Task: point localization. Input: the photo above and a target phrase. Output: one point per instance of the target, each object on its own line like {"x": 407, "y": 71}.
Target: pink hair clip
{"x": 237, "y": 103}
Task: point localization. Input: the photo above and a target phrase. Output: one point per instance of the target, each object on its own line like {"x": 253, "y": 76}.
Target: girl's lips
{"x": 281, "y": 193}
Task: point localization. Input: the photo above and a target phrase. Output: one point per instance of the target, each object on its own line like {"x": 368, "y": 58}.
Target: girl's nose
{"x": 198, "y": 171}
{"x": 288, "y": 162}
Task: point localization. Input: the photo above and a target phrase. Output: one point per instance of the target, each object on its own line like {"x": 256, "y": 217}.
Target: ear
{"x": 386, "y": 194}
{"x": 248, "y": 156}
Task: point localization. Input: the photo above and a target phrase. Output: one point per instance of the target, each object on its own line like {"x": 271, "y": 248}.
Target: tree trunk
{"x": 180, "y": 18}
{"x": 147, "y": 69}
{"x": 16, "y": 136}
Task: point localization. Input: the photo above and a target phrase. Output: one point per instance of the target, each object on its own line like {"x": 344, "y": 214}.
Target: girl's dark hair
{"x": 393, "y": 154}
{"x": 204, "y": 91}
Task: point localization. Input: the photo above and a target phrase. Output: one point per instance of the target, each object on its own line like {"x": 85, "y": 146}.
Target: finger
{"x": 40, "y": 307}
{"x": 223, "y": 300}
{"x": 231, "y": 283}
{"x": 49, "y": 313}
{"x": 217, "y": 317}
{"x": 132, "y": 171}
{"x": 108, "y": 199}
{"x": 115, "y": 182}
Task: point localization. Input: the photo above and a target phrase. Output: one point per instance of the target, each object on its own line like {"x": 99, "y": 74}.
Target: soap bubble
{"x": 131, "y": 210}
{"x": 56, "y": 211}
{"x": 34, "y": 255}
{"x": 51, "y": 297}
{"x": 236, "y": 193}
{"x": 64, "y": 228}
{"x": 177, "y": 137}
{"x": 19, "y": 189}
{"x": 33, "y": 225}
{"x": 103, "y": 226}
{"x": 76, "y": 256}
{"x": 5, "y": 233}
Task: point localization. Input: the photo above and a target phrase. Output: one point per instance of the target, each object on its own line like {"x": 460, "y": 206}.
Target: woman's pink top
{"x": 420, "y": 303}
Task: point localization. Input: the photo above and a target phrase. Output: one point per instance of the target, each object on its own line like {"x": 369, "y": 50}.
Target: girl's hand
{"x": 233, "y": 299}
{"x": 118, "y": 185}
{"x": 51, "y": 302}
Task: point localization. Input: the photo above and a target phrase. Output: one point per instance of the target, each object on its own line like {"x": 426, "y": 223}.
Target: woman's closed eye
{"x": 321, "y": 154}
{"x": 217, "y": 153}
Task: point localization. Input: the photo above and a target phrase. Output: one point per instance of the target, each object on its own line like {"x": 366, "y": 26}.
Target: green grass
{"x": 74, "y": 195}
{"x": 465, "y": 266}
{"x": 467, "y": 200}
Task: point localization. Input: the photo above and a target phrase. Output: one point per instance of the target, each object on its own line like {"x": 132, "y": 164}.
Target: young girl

_ _ _ _ _

## What to do
Go through the listing above and restate it word for word.

## Output for this exercise
Task: point localization. Input: the photo above and a target phrase. Output: one point per instance of the target, each object on its own line like {"x": 407, "y": 71}.
Target: pink hair clip
{"x": 237, "y": 103}
Task: point localization. Input: the photo above and a target phrase. Output: one point per instance of the target, each object on its own line like {"x": 253, "y": 76}.
Target: girl's lips
{"x": 281, "y": 193}
Task: point localization. Input: the photo above and a target phrase. Output: one point per instance of the target, each object on its own line like {"x": 368, "y": 58}.
Target: girl's nose
{"x": 198, "y": 171}
{"x": 288, "y": 162}
Task: point localization. Input: the photo above and a target phrase. Output: one point per instance of the target, each object on its own line like {"x": 256, "y": 217}.
Target: ear
{"x": 386, "y": 194}
{"x": 248, "y": 156}
Task: point localization. Input: the photo above and a target phrase. Output: one point per instance of the target, each object on its own line like {"x": 271, "y": 248}.
Target: tree trunk
{"x": 180, "y": 18}
{"x": 147, "y": 69}
{"x": 16, "y": 136}
Task: point localization. Input: the photo above and a target phrase. Output: one point per instance of the target, each object on its own line like {"x": 344, "y": 214}.
Target: girl's dark hair
{"x": 393, "y": 154}
{"x": 204, "y": 91}
Task: point localization. Input: the photo above and a target phrase. Output: one point per instance of the target, each object on its own line like {"x": 85, "y": 146}.
Target: finger
{"x": 40, "y": 307}
{"x": 223, "y": 300}
{"x": 231, "y": 283}
{"x": 49, "y": 313}
{"x": 217, "y": 317}
{"x": 132, "y": 171}
{"x": 108, "y": 199}
{"x": 115, "y": 182}
Task: point localization. Input: the photo above and a target phrase. Output: one point per instance of the target, each object on its own line like {"x": 99, "y": 74}.
Target: soap bubble
{"x": 131, "y": 210}
{"x": 56, "y": 211}
{"x": 34, "y": 255}
{"x": 51, "y": 297}
{"x": 236, "y": 193}
{"x": 64, "y": 228}
{"x": 177, "y": 137}
{"x": 19, "y": 189}
{"x": 33, "y": 225}
{"x": 103, "y": 226}
{"x": 76, "y": 256}
{"x": 5, "y": 233}
Task: point localization. Input: the photo above and a target phrase. Output: one point per instance of the target, each object on its own line like {"x": 460, "y": 206}.
Target: woman's pink top
{"x": 420, "y": 303}
Task: point localization. Input: the photo above and a target phrase. Output: one point per instance of the target, each object on its own line like {"x": 369, "y": 50}.
Target: girl's hand
{"x": 233, "y": 299}
{"x": 118, "y": 185}
{"x": 51, "y": 302}
Task: point localization. Input: the photo above and a target phrase. Output: one point per instance of the target, each object on its own line like {"x": 426, "y": 223}.
Target: woman's closed eye
{"x": 321, "y": 154}
{"x": 217, "y": 153}
Task: point localization. Input: the photo above and a target phrase. Output: one point per instance of the target, each object on its own line like {"x": 366, "y": 26}.
Target: green grass
{"x": 74, "y": 195}
{"x": 465, "y": 266}
{"x": 467, "y": 200}
Task: point localization. Input: the photo above and a target phrase. Output: one point per instance of the target, each object on its own line like {"x": 132, "y": 164}.
Target: young girl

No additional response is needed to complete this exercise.